[Exercícios propostos]:
1. Segundo o texto sobre a sinodalidade, em que ano começou a listagem oficial dos concílios ecumênicos?
2. Transcreva do texto sobre a sinodalidade o trecho entre "O impacto do" e "Conselho de Niceia.", inclusive.

[Trecho do texto]:
21 Fevereiro 2020
Massimo Faggioli, historiador italiano e professor da Villanova University, nos EUA, em artigo publicado por La Croix International, 19-02-2020, analisa como o Papa Francisco tem trabalhado para desenvolver a sinodalidade em todos os níveis do catolicismo. A tradução é de Isaque Gomes Correa.
O bater de asas de uma borboleta pode mudar o clima a milhares de quilômetros de distância – é o que dizem. Não é muito diferente com a dinâmica da sinodalidade na Igreja Católica hoje.
O impacto do que acontece localmente pode influir na Igreja universal, especialmente quando ela se encontra em um estado de transição.
Desde o início de sua história, a igreja cristã realizou numerosos sínodos ou concílios locais. Apesar da diferença terminológica, ambos os nomes designam assembleias de bispos e incluem a presença limitada de participantes que não são bispos.
A conciliaridade local pavimentou o caminho para os concílios ecumênicos, cuja listagem oficial começou no ano de 325, quando o imperador (romano) Constantino convocou o Conselho de Niceia.

Registros de uma fonte de dados
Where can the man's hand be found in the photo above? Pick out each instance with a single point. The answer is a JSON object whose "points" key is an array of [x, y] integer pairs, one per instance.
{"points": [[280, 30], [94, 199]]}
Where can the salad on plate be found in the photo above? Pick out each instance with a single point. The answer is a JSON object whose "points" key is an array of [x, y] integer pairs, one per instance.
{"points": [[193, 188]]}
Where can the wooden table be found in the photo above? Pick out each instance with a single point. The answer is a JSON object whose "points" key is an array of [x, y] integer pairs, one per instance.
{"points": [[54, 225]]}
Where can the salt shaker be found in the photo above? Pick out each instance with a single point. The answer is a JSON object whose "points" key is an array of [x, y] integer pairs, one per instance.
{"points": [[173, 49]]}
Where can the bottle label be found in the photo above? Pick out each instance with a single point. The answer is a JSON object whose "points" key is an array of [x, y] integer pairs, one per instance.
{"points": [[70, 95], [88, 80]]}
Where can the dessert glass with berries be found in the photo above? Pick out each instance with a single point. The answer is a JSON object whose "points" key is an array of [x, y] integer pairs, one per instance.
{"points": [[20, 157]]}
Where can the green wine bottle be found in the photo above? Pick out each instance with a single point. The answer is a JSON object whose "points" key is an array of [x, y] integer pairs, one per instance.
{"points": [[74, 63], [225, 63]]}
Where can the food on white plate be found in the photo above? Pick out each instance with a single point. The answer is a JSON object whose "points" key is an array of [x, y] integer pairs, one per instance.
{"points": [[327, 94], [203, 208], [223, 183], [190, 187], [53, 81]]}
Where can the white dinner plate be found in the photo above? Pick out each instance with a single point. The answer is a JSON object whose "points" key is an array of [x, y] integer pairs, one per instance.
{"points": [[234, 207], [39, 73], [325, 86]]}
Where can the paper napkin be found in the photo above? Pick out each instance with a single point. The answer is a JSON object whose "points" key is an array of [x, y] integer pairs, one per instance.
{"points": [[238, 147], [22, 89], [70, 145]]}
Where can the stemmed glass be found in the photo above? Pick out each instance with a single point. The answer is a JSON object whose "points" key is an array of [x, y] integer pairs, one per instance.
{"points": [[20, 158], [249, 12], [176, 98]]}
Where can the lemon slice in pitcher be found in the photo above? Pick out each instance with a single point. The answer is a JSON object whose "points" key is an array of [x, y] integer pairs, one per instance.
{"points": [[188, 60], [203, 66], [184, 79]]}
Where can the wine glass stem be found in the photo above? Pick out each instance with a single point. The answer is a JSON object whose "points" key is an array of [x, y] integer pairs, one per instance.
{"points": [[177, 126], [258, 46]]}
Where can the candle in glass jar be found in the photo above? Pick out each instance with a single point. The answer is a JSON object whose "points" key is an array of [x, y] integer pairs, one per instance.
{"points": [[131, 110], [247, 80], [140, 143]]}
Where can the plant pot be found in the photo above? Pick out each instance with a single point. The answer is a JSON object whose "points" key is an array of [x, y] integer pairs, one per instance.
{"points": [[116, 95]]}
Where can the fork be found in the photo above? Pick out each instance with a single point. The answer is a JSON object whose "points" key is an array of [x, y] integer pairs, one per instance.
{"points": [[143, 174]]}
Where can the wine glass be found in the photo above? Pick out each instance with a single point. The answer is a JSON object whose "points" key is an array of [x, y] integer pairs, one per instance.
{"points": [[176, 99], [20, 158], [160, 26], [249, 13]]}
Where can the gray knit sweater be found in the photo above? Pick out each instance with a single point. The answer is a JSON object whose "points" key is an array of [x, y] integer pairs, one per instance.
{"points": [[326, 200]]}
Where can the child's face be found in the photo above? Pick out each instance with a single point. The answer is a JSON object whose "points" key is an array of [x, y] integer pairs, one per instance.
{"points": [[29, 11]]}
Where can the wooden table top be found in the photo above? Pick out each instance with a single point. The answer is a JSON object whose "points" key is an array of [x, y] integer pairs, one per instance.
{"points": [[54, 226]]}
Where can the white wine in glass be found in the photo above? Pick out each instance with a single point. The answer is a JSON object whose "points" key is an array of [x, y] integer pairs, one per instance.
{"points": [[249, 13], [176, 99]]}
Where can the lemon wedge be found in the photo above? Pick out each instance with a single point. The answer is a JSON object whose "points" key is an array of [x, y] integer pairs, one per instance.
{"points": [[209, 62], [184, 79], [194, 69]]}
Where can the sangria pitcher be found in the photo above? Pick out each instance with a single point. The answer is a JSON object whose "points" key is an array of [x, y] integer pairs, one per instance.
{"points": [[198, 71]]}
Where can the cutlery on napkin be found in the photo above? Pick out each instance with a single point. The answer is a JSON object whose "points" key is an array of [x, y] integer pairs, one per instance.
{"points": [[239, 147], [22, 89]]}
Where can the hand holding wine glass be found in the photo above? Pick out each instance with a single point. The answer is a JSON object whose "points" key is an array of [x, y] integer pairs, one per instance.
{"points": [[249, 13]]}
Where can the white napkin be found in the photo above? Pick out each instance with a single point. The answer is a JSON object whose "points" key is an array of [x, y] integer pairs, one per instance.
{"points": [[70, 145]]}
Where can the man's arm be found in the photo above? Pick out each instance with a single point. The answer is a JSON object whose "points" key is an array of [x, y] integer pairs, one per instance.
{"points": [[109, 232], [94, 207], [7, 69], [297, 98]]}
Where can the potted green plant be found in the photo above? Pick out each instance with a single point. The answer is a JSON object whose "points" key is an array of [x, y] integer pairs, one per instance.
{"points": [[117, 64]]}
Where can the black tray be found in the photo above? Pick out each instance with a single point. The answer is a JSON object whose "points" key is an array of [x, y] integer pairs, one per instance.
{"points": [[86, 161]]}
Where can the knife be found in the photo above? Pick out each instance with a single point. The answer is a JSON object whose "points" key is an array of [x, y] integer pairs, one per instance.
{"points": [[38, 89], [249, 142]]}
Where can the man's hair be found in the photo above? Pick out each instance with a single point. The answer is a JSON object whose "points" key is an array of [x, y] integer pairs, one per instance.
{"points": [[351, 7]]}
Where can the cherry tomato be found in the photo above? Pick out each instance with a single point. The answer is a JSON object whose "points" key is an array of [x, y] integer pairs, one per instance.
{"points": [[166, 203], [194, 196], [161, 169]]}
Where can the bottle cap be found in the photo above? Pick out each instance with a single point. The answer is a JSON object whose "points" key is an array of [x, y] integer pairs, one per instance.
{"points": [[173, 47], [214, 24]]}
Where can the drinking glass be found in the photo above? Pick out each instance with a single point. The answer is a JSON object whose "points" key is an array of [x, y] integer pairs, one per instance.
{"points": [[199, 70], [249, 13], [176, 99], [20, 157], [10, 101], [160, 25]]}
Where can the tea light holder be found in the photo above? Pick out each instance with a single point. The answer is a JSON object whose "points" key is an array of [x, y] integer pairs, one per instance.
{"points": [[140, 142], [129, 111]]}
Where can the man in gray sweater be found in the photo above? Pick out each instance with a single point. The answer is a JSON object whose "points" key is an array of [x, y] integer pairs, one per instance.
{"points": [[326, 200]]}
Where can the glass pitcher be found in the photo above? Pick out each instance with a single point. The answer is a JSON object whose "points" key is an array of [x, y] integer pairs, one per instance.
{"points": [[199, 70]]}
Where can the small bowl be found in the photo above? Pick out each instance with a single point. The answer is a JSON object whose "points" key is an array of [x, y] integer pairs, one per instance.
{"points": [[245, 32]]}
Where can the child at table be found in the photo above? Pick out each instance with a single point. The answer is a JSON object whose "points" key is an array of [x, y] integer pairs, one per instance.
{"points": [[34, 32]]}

[Respostas dos exercícios]:
1. No ano de 325.

2.
O impacto do que acontece localmente pode influir na Igreja universal, especialmente quando ela se encontra em um estado de transição.
Desde o início de sua história, a igreja cristã realizou numerosos sínodos ou concílios locais. Apesar da diferença terminológica, ambos os nomes designam assembleias de bispos e incluem a presença limitada de participantes que não são bispos.
A conciliaridade local pavimentou o caminho para os concílios ecumênicos, cuja listagem oficial começou no ano de 325, quando o imperador (romano) Constantino convocou o Conselho de Niceia.